» AIM
Reproduce the data below verbatim, omitting the pictures from your copy.

===== MATERIAL TO PROCESS =====

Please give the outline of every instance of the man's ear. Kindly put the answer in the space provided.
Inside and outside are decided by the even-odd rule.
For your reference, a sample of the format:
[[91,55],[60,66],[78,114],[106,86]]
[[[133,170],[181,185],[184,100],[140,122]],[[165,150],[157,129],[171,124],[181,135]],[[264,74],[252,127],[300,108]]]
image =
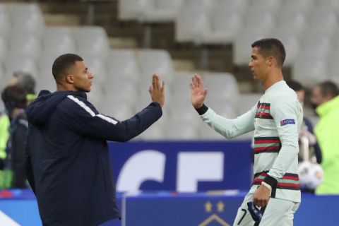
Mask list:
[[74,80],[73,79],[73,76],[71,74],[68,74],[65,77],[66,82],[69,84],[74,83]]
[[268,56],[266,58],[266,63],[268,66],[272,66],[275,61],[275,59],[274,59],[273,56]]

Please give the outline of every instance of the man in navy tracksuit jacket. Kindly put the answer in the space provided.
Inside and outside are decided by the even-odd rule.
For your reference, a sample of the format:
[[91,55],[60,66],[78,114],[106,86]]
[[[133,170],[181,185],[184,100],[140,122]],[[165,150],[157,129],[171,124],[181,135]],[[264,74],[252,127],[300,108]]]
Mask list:
[[93,76],[80,56],[61,55],[52,70],[57,90],[41,91],[26,110],[28,177],[42,224],[94,226],[118,218],[106,141],[129,141],[155,122],[162,115],[164,83],[154,75],[153,102],[119,121],[87,100]]

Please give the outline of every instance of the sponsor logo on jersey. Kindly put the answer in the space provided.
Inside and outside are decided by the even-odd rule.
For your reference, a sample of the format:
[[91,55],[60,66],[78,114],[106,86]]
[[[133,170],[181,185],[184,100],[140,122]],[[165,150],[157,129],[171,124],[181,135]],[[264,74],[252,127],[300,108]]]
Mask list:
[[287,119],[280,121],[280,126],[285,126],[288,124],[295,124],[295,120],[292,119]]

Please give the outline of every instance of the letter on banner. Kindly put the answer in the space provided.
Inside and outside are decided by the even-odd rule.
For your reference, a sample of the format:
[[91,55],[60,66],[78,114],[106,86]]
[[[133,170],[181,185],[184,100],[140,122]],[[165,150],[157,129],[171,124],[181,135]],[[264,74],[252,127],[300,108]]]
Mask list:
[[117,182],[117,191],[136,191],[148,180],[164,181],[166,156],[157,150],[145,150],[133,155],[124,165]]
[[198,182],[222,181],[222,152],[182,152],[178,156],[177,191],[198,191]]

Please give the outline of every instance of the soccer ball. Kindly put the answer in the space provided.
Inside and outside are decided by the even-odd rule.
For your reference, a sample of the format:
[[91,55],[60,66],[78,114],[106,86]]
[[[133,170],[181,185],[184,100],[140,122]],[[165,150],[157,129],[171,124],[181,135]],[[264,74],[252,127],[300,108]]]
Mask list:
[[319,164],[303,162],[299,165],[299,179],[302,188],[315,189],[323,180],[323,170]]

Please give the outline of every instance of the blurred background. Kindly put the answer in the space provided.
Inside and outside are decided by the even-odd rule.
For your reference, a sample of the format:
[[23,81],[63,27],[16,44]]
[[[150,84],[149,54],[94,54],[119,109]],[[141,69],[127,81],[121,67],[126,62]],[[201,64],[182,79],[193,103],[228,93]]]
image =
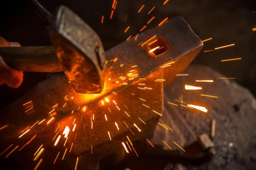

=====

» SOLUTION TO THIS PROBLEM
Please give the outline of every instance of the man's ear. Kindly put the answer in the space provided.
Inside and outside are decided by the even-odd rule.
For your reference, a sample of the format:
[[91,55],[60,66],[78,114],[106,86]]
[[[133,170],[181,185],[184,100],[140,122]],[[165,150],[157,129],[171,124],[181,135]],[[264,74],[252,127],[300,108]]]
image =
Mask list:
[[74,80],[73,79],[73,76],[71,74],[68,74],[65,77],[66,82],[69,84],[74,83]]
[[268,56],[266,58],[266,63],[268,66],[272,66],[275,61],[275,59],[274,59],[273,56]]

Please give the outline of every instance of the man in navy tracksuit jacket. Kindly put the answer in the space provided.
Inside and outside are decided by the even-odd rule.
For your reference, a sample of the format:
[[91,55],[60,66],[78,114],[106,86]]
[[[133,170],[181,185],[184,100],[140,122]],[[165,150],[157,129],[171,124],[181,135]],[[264,74],[252,127],[300,108]]]
Mask list:
[[93,76],[80,56],[61,55],[52,70],[57,90],[41,91],[26,110],[28,177],[42,224],[94,226],[118,218],[106,141],[129,141],[155,122],[162,115],[164,83],[154,75],[153,102],[119,121],[87,100]]

Please give the outline of every instance of the sponsor logo on jersey. Kindly put the answer in the space provided.
Inside and outside are decided by the even-odd rule.
For your reference, a sample of the format:
[[91,55],[60,66],[78,114],[106,86]]
[[[133,170],[181,185],[184,100],[140,122]],[[165,150],[157,129],[171,124],[181,135]],[[264,74],[252,127],[300,108]]]
Mask list:
[[287,119],[280,121],[280,126],[285,126],[288,124],[295,124],[295,120],[292,119]]

Please give the outline of every instance of the letter on banner. Kindly put the answer in the space provided.
Inside and outside are decided by the even-odd rule.
For your reference, a sample of the format:
[[91,55],[60,66],[78,114],[106,86]]
[[[133,170],[181,185],[184,100],[140,122]],[[165,150],[157,129],[171,124],[181,135]],[[264,74],[252,127],[300,108]]]
Mask list:
[[117,182],[117,191],[136,191],[148,180],[164,181],[166,156],[157,150],[145,150],[133,155],[124,165]]
[[198,182],[222,181],[222,152],[182,152],[178,156],[177,191],[198,191]]

Please give the outline of every instance of the soccer ball. Kindly put the answer in the space provided.
Inside and outside are decided by the even-odd rule.
For your reference, a sample of the format:
[[91,55],[60,66],[78,114],[106,86]]
[[[133,170],[181,185],[184,100],[140,122]],[[165,150],[157,129],[171,124],[181,135]],[[264,74],[252,127],[300,108]]]
Mask list:
[[319,164],[303,162],[299,165],[299,179],[302,188],[315,189],[323,180],[323,170]]

Please give the outline of every instance of the blurred background. Kindly put the answer in the space provided.
Inside and outside are decided by the even-odd rule.
For your reference, a sample of the format:
[[23,81],[63,27],[16,44]]
[[[150,84],[149,54],[94,54],[119,109]],[[141,69],[127,81],[121,67],[126,62]],[[201,64],[182,79],[193,103],[228,93]]]
image =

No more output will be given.